**WORK REQUIRED**: Strip out all images, then restate the data verbatim.

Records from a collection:
---*---

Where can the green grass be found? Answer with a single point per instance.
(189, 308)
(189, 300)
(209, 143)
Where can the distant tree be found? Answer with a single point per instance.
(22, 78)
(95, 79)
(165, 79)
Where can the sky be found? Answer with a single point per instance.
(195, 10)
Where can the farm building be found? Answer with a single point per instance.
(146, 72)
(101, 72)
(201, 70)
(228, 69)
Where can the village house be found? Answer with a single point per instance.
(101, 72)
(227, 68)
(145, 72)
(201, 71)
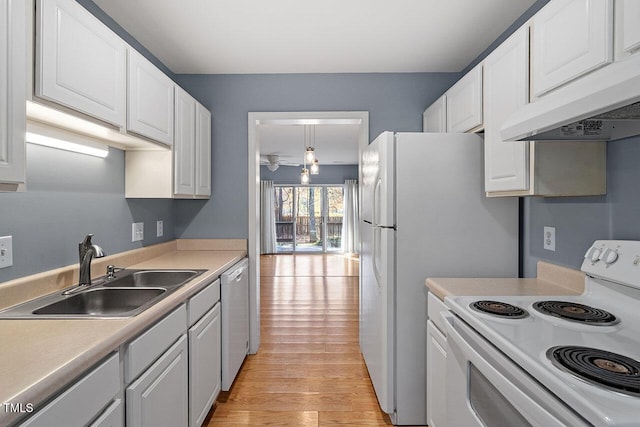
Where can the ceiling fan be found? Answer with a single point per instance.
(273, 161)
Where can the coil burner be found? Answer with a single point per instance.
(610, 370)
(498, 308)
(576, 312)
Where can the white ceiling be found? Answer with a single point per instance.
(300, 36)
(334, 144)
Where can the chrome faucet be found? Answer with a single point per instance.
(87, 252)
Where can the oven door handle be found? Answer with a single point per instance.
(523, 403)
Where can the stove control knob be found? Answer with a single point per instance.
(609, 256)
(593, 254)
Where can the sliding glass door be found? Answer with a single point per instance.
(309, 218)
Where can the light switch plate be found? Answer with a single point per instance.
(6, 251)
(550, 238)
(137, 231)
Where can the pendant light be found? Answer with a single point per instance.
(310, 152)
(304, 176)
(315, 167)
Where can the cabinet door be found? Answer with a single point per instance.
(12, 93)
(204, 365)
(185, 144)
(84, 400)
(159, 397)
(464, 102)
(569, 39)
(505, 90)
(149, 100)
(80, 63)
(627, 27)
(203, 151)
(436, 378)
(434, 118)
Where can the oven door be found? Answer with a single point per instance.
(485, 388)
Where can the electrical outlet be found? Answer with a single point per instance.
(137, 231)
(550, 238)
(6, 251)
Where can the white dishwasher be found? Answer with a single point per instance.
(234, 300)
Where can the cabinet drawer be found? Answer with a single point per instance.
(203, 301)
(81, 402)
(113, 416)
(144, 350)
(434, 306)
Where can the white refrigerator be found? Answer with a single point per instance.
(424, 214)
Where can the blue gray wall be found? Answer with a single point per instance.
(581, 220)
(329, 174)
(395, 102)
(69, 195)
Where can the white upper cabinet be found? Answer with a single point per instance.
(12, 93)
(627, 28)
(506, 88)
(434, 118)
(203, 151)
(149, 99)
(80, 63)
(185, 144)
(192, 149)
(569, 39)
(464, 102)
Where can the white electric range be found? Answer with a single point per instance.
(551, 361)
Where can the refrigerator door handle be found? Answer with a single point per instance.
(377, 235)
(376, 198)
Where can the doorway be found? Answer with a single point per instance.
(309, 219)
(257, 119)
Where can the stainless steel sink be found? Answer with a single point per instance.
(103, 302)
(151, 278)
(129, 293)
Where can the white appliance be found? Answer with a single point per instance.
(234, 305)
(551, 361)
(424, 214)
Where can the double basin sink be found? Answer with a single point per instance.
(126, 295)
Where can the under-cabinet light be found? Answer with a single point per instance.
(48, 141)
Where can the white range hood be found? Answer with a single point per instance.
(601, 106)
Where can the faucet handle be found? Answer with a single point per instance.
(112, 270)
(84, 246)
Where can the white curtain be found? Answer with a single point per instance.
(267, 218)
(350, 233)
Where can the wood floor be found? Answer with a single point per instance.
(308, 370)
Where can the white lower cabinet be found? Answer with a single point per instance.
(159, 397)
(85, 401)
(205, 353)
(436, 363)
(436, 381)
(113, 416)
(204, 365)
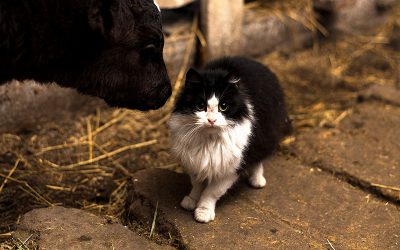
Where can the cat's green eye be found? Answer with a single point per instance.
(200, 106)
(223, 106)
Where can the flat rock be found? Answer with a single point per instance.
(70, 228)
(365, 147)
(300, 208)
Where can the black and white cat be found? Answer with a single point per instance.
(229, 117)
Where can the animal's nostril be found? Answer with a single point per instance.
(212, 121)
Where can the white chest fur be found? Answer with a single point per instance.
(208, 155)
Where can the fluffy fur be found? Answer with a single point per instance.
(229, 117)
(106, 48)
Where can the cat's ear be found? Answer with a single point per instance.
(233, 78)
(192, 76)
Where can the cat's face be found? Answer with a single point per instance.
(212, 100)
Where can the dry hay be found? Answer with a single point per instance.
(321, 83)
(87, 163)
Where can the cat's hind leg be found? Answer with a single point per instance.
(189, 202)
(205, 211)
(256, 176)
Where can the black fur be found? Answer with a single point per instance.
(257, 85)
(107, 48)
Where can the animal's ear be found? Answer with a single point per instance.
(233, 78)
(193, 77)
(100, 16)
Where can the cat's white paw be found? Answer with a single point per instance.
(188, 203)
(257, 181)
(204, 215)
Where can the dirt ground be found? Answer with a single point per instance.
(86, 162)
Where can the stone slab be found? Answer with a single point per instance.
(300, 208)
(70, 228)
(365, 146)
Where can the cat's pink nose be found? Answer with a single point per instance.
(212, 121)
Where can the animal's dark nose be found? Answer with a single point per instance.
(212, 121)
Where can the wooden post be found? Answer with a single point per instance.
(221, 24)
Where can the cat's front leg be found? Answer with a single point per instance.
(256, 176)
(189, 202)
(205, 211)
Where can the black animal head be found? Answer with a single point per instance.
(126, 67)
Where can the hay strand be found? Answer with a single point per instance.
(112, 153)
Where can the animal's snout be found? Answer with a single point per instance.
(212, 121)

---*---

**RESPONSE FOR THIS EXERCISE**:
Where can the green grass be found? Answer with a single point per instance.
(189, 308)
(189, 300)
(209, 143)
Where can the distant tree be found? Answer with a single point per instance.
(22, 78)
(95, 79)
(165, 79)
Where can the sky be found? Answer with a single point per instance.
(195, 10)
Where can the farm building be found? Answer with a single point per instance.
(146, 72)
(101, 72)
(201, 70)
(228, 69)
Where can the village house be found? Answer with a single point per instance.
(101, 72)
(227, 68)
(145, 72)
(201, 71)
Where can the ceiling fan be found? Answer with a single point per instance.
(273, 161)
Where can the coil burner be found? Answer with a single point per instance.
(610, 370)
(498, 308)
(576, 312)
Where can the white ceiling be found? Answer with a single point per instance.
(300, 36)
(334, 144)
Where can the chrome faucet be found? Answer with a single point per instance.
(87, 252)
Where can the oven door handle be found? Answer with a single point per instance.
(523, 403)
Where can the stove control knob be found? Answer with a single point per instance.
(609, 256)
(593, 254)
Where can the sliding glass door be found? Answer with a single point per instance.
(309, 218)
Where can the light switch plate be found? Answer with a single point per instance.
(6, 251)
(550, 238)
(137, 231)
Where can the pendant light be found? Answer with a single point per instance.
(310, 152)
(304, 176)
(315, 167)
Where can the cabinet door be found? Answer with a single point per instance.
(12, 93)
(204, 365)
(185, 144)
(84, 400)
(159, 397)
(464, 102)
(569, 39)
(505, 90)
(149, 100)
(80, 63)
(627, 27)
(203, 151)
(436, 378)
(434, 118)
Where can the oven door be found? Answer with a single point per instance.
(485, 388)
Where can the electrical outlet be found? Answer with a single point per instance.
(137, 231)
(550, 238)
(6, 251)
Where can the white dishwasher be found? Answer with a single point per instance.
(234, 300)
Where can the cabinet drawer be found? Answer with a single point per instance.
(203, 301)
(81, 402)
(113, 416)
(144, 350)
(434, 306)
Where can the white refrigerator be found? Answer with a single point per instance.
(424, 214)
Where can the blue gray wall be found? Answer with a single point per instance.
(581, 220)
(329, 174)
(395, 102)
(69, 195)
Where can the white upper cabinet be found? Answer with a single point per instance.
(12, 93)
(627, 28)
(506, 88)
(434, 118)
(203, 151)
(149, 99)
(80, 63)
(185, 144)
(192, 149)
(569, 39)
(464, 102)
Where can the white electric range be found? Answer with a single point per instance.
(551, 361)
Where can the refrigerator door handle be found? Answer with a single point per instance.
(377, 235)
(376, 198)
Where can the doorway be found? Answer with a single point per instance.
(309, 219)
(257, 119)
Where can the stainless steel sink be found? Answer with a single point per instance.
(103, 302)
(151, 278)
(129, 293)
Where can the white appliance be found? Answer with a single point per instance.
(234, 305)
(551, 361)
(424, 214)
Where can the double basin sink be found? Answer with a single point per instance.
(126, 295)
Where can the under-cabinet light be found? Answer with a single point per instance.
(48, 141)
Where can the white range hood be found? Answer with a single point per instance.
(601, 106)
Where can the faucet handle be found? Answer with a single point per instance.
(112, 270)
(84, 246)
Where can the white curtain be found? Answer with a single point per instance.
(267, 218)
(350, 233)
Where can the wood floor be found? Answer with a single point per instance.
(308, 370)
Where can the white lower cabinet be found? Answer with a single point per instance.
(159, 397)
(85, 401)
(205, 353)
(436, 363)
(436, 381)
(113, 416)
(204, 365)
Where can the cat's green eye be found? Answer with a single point per instance.
(200, 106)
(223, 106)
Where can the flat rock be found? Answer with a single point per instance.
(70, 228)
(365, 147)
(300, 208)
Where can the black and white cat be found? Answer with a single point per instance.
(229, 117)
Where can the animal's nostril be found? Answer with a single point per instance.
(212, 121)
Where can the white chest fur be found? Answer with a single point per instance.
(208, 155)
Where can the fluffy fur be found? Answer with a single point per instance.
(229, 117)
(106, 48)
Where can the cat's ear be found? Answer with a single point per instance.
(233, 78)
(192, 76)
Where can the cat's face be found? Answer with a single point per instance.
(212, 100)
Where can the dry hay be found? Answer with a single point per instance.
(321, 83)
(87, 163)
Where can the cat's hind leg be found? Answer with a single point per instance.
(189, 202)
(205, 211)
(256, 176)
Where can the black fur be found? Answer with a single point per instance.
(257, 85)
(107, 48)
Where can the animal's ear be found? Answer with a single point per instance.
(233, 78)
(193, 77)
(100, 16)
Where can the cat's white paw be found? Answer with a single point per instance.
(188, 203)
(257, 181)
(204, 215)
Where can the dirt ground be found? Answer with a single point per instance.
(86, 162)
Where can the stone slab be found? Answer with a single point per instance.
(300, 208)
(70, 228)
(365, 146)
Where can the cat's pink nose be found? Answer with a single point per instance.
(212, 121)
Where can the animal's dark nose be found? Answer with a single point per instance.
(212, 121)
Where can the wooden post be found? Answer with a single point per instance.
(221, 24)
Where can the cat's front leg be found? Answer with a single point per instance.
(256, 176)
(189, 202)
(205, 211)
Where can the black animal head be found? Answer with a single point per instance.
(126, 67)
Where can the hay strand be found? Answer with a single point per instance.
(112, 153)
Where can the animal's snout be found? Answer with a single point per instance.
(212, 121)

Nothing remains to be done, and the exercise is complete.